> [YOUR TASKS]
(1) Reproduce the ranger school recollections below verbatim, in full.
(2) Convert the records that follow the ranger school recollections into a JSON array of strings, one string per line, omitting blank lines and leaving out the pictures.

> [SELECTED PASSAGE]
I recall a few other anecdotes connected to hiking torture, bits and pieces that provide a flavor of the training was like. There is one about being so tired that after stopping for a moment’s rest after a long hike, he fell asleep while leaning on his rifle. “I didn’t manage to get much sleep,” he told me. “When I woke up I was rolling down a hill.” There was another about being so desperate and hungry that he was forced to use matches to heat beef bouillon in a cup of water, and another about negotiating for some white lightning with the local entrepreneurs

“I’ll never drink that stuff again.”

I also remember him telling me once about a barbed wire torture . I forget the context, but it involved charging a building for some reason. “Of course, we went running full-steam ahead–and ran smack into barbed wire . . . That smarts,” he adds, understating it by a long chalk I am sure.

“I suppose there was some sort of moral to this . . .” I begin.

“There must have been, but I can’t remember it now.”

I didn’t have any trouble accepting any of these stories, but I balked when he told me about drinking swamp water.

“No, really. We each had one canteen–a canteen barely holds enough water for one day . . . So you would always fill your canteen whenever you found water: a stream, rain, whatever. If you were stuck in the swamp, you didn’t have much choice; you needed the water to survive . . . They gave us chlorine tablets to sterilize the water . . . You wouldn’t use swamp water unless you absolutely had to. But I had to do it a few times. I remember the water tasted pretty bad, and you’d get a mouthful of silt . . .

“Some of the things we did in ranger school . . . nobody does that today, I’m sure.” He shakes his head, but smiles, as if he believes it wouldn’t be such a bad thing for today’s soldiers to drink swamp water every once in a while.

“I remember another time they showed us how to use gas masks. They used to include an ampule with every gas mask, so you could give yourself an antidote if you were exposed before you got your mask on . . . I remember one guy asked ‘what if you give yourself the antidote and then find out there is no nerve gas?’ The instructor says: ‘Well you better find some in about sixty seconds.’ I’m sure that’s something else they don’t do anymore . . .

> [ENTRIES PROVIDED]

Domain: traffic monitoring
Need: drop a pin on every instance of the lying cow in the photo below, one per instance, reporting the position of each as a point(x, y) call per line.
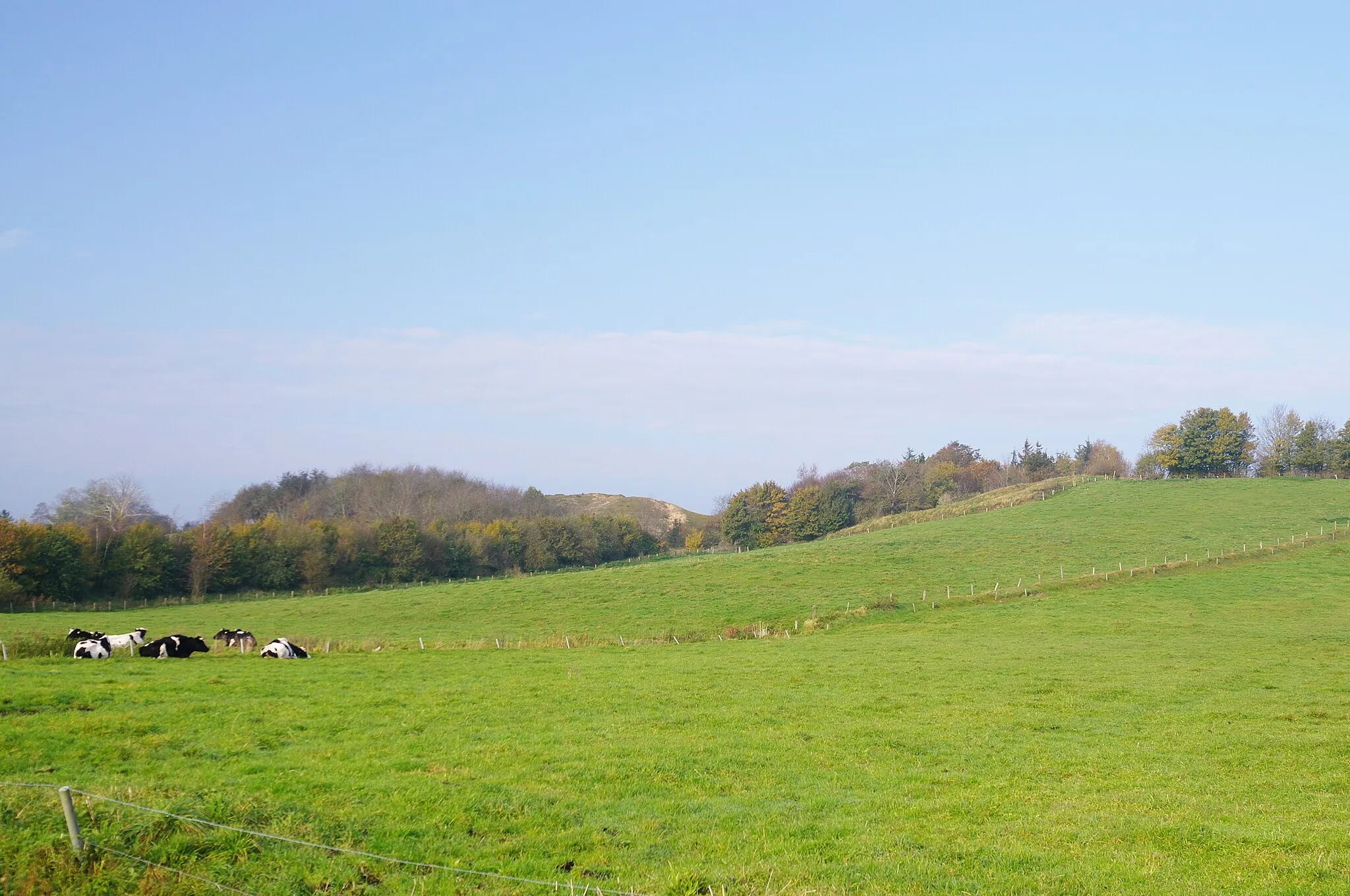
point(284, 650)
point(175, 646)
point(130, 640)
point(94, 650)
point(237, 638)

> [THE SOLUTIONS]
(1)
I recall a few other anecdotes connected to hiking torture, bits and pieces that provide a flavor of the training was like. There is one about being so tired that after stopping for a moment’s rest after a long hike, he fell asleep while leaning on his rifle. “I didn’t manage to get much sleep,” he told me. “When I woke up I was rolling down a hill.” There was another about being so desperate and hungry that he was forced to use matches to heat beef bouillon in a cup of water, and another about negotiating for some white lightning with the local entrepreneurs

“I’ll never drink that stuff again.”

I also remember him telling me once about a barbed wire torture . I forget the context, but it involved charging a building for some reason. “Of course, we went running full-steam ahead–and ran smack into barbed wire . . . That smarts,” he adds, understating it by a long chalk I am sure.

“I suppose there was some sort of moral to this . . .” I begin.

“There must have been, but I can’t remember it now.”

I didn’t have any trouble accepting any of these stories, but I balked when he told me about drinking swamp water.

“No, really. We each had one canteen–a canteen barely holds enough water for one day . . . So you would always fill your canteen whenever you found water: a stream, rain, whatever. If you were stuck in the swamp, you didn’t have much choice; you needed the water to survive . . . They gave us chlorine tablets to sterilize the water . . . You wouldn’t use swamp water unless you absolutely had to. But I had to do it a few times. I remember the water tasted pretty bad, and you’d get a mouthful of silt . . .

“Some of the things we did in ranger school . . . nobody does that today, I’m sure.” He shakes his head, but smiles, as if he believes it wouldn’t be such a bad thing for today’s soldiers to drink swamp water every once in a while.

“I remember another time they showed us how to use gas masks. They used to include an ampule with every gas mask, so you could give yourself an antidote if you were exposed before you got your mask on . . . I remember one guy asked ‘what if you give yourself the antidote and then find out there is no nerve gas?’ The instructor says: ‘Well you better find some in about sixty seconds.’ I’m sure that’s something else they don’t do anymore . . .

(2)
[
  "Domain: traffic monitoring",
  "Need: drop a pin on every instance of the lying cow in the photo below, one per instance, reporting the position of each as a point(x, y) call per line.",
  "point(284, 650)",
  "point(175, 646)",
  "point(130, 640)",
  "point(94, 650)",
  "point(237, 638)"
]